What to do:
Starting with the line that contains "Each matching instance of the clock face", copy each line exactly through the end of the listing, and omit all pictures.

———

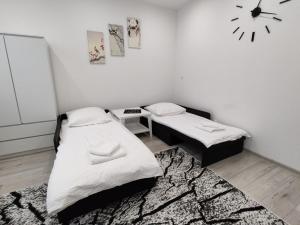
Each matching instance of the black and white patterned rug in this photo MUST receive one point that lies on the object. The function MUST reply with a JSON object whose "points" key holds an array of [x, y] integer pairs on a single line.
{"points": [[186, 194]]}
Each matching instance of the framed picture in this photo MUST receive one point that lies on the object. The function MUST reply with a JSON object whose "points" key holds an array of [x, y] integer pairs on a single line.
{"points": [[96, 47], [116, 39], [134, 32]]}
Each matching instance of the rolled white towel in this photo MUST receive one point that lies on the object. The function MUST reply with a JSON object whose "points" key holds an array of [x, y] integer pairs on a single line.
{"points": [[96, 159], [210, 128]]}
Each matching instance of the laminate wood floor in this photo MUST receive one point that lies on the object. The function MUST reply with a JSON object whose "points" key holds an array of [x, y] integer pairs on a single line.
{"points": [[272, 185]]}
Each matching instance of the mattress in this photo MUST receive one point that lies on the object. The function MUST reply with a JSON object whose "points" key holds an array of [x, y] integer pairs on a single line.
{"points": [[186, 123], [74, 178]]}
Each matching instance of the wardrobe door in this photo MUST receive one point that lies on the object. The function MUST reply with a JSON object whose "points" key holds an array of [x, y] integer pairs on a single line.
{"points": [[9, 114], [31, 72]]}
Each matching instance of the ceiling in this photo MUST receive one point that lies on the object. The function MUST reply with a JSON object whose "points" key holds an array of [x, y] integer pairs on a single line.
{"points": [[172, 4]]}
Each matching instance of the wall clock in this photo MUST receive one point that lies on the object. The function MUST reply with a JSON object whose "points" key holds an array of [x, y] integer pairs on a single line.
{"points": [[257, 13]]}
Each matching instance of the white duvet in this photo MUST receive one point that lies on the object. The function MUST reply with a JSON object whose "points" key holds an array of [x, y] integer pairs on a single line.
{"points": [[188, 124], [74, 178]]}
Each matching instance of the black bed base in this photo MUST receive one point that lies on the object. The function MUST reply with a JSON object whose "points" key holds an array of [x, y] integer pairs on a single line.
{"points": [[209, 155], [103, 198]]}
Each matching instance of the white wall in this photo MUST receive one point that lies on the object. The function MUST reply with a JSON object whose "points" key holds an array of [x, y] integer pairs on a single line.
{"points": [[141, 77], [254, 86]]}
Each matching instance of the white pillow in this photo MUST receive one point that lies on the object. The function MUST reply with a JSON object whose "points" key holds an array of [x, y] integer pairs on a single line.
{"points": [[87, 116], [165, 109]]}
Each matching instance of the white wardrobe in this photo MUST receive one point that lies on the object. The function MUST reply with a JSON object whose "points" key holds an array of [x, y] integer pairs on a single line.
{"points": [[28, 104]]}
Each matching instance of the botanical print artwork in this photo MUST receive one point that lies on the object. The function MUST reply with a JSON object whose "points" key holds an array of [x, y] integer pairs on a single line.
{"points": [[116, 39], [134, 32], [96, 47]]}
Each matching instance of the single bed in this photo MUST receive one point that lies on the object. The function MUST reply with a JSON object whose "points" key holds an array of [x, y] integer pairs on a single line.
{"points": [[180, 129], [76, 187]]}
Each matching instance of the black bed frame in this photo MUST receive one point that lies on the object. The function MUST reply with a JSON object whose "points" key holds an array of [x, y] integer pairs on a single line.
{"points": [[102, 198], [209, 155]]}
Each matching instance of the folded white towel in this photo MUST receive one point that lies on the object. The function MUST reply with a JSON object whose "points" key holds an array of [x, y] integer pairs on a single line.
{"points": [[106, 148], [96, 159], [210, 128], [98, 145]]}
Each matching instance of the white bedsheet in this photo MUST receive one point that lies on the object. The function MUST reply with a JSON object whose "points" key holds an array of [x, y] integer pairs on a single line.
{"points": [[186, 123], [74, 178]]}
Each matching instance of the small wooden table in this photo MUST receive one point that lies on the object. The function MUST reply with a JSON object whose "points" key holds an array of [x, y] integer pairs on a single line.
{"points": [[135, 127]]}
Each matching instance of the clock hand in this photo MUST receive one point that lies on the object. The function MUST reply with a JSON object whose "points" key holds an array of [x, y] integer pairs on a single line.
{"points": [[258, 3], [268, 13]]}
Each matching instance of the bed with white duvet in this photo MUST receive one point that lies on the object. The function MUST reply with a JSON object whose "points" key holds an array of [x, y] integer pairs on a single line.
{"points": [[73, 177], [195, 127]]}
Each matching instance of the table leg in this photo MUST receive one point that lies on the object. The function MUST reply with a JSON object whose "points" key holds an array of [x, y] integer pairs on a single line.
{"points": [[123, 121], [150, 126]]}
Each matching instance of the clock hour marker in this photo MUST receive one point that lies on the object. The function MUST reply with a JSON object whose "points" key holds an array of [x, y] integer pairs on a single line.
{"points": [[275, 18], [253, 36], [284, 1], [241, 35], [236, 30]]}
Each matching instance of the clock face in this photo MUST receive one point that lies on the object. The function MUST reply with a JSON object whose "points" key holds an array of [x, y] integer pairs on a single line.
{"points": [[255, 16]]}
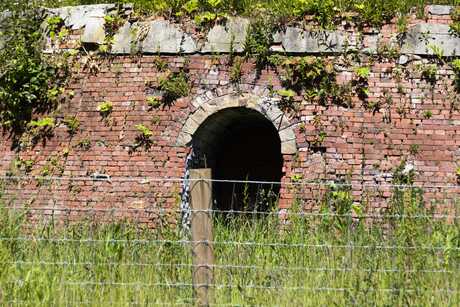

———

Task solution:
Each matching instance of the clock face in this photo MUST receive one point that lies on the object. The function MUST reply with a JSON object whose "points" key holds an array of [x, y] integer pairs on a single line.
{"points": [[255, 16]]}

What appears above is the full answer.